[Texte proposé]
..............................
Le sondage 2024 du BPA auprès de la population présente des chiffres similaires: 59 % des automobilistes de 18 à 24 ans ont indiqué rouler au moins de temps en temps malgré la fatigue, contre 37 % des 65-74 ans [7].
Dangerosité
La fatigue est associée à une altération de la capacité de conduire. Les personnes fatiguées ont par exemple des difficultés à maintenir leur trajectoire, perçoivent les dangers avec un certain retard et réagissent tardivement aux événements inattendus. Dans le pire des cas, la fatigue peut entraîner un assoupissement au volant.
..............................
[Lignes extraites]
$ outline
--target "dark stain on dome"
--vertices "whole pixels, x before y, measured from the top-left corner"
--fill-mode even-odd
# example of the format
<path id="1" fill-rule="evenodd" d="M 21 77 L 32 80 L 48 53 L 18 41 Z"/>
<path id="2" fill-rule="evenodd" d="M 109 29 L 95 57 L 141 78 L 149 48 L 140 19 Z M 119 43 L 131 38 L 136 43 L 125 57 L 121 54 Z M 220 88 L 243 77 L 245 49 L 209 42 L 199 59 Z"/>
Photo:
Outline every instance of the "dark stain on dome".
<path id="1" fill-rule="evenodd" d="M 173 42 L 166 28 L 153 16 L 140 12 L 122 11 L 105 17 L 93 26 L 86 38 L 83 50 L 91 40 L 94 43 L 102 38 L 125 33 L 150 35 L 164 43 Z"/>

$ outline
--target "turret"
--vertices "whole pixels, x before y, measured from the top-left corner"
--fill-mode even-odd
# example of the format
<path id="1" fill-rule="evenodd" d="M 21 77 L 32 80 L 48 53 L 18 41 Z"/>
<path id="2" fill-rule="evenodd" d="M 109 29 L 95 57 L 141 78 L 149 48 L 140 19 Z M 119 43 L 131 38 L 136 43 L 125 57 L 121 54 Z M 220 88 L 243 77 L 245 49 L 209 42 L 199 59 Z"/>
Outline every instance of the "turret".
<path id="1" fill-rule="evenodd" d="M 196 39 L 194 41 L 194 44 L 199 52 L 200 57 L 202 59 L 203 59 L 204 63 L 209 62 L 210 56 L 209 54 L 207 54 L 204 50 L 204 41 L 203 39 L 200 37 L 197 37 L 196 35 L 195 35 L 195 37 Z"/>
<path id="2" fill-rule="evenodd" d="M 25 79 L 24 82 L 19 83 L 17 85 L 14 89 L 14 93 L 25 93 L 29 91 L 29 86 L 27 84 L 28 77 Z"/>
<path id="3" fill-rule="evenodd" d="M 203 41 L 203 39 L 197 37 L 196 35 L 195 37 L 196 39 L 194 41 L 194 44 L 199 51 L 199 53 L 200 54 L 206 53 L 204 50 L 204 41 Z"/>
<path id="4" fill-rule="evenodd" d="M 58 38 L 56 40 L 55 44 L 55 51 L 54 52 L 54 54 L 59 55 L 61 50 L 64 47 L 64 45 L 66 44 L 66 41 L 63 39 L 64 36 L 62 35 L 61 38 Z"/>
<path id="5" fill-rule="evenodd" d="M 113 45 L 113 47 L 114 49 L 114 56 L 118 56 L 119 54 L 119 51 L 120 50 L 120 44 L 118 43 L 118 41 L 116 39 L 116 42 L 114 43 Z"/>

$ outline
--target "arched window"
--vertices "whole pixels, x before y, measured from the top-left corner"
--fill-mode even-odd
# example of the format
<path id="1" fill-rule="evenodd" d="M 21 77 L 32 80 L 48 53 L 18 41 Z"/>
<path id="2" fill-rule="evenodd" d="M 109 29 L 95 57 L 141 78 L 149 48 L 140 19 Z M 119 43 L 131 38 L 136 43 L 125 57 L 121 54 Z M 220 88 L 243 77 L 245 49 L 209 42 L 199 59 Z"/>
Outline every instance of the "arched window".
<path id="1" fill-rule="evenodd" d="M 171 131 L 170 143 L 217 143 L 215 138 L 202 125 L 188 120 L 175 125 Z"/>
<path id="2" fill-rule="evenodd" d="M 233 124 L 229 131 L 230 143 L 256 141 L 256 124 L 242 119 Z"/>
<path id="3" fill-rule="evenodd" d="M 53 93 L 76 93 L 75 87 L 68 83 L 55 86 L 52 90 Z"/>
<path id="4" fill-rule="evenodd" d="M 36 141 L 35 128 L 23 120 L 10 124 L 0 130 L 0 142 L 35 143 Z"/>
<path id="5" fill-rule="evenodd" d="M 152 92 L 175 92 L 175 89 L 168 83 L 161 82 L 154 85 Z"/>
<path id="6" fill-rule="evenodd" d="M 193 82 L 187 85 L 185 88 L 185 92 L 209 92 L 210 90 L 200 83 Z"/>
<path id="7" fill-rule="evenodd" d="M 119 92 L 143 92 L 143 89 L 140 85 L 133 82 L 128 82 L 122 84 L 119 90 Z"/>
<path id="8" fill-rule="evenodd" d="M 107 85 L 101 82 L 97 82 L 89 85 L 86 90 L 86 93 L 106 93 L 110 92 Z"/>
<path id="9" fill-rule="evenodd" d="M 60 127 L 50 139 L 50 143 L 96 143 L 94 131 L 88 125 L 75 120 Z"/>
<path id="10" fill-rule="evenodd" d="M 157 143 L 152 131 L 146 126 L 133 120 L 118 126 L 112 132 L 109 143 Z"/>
..............................
[Énoncé de l'exercice] D'après le texte sur la fatigue au volant, quelle proportion des automobilistes de 65 à 74 ans a indiqué rouler au moins de temps en temps malgré la fatigue ? Les lignes sont sans rapport avec le texte.

[Solution rédigée] 37 % des automobilistes de 65 à 74 ans.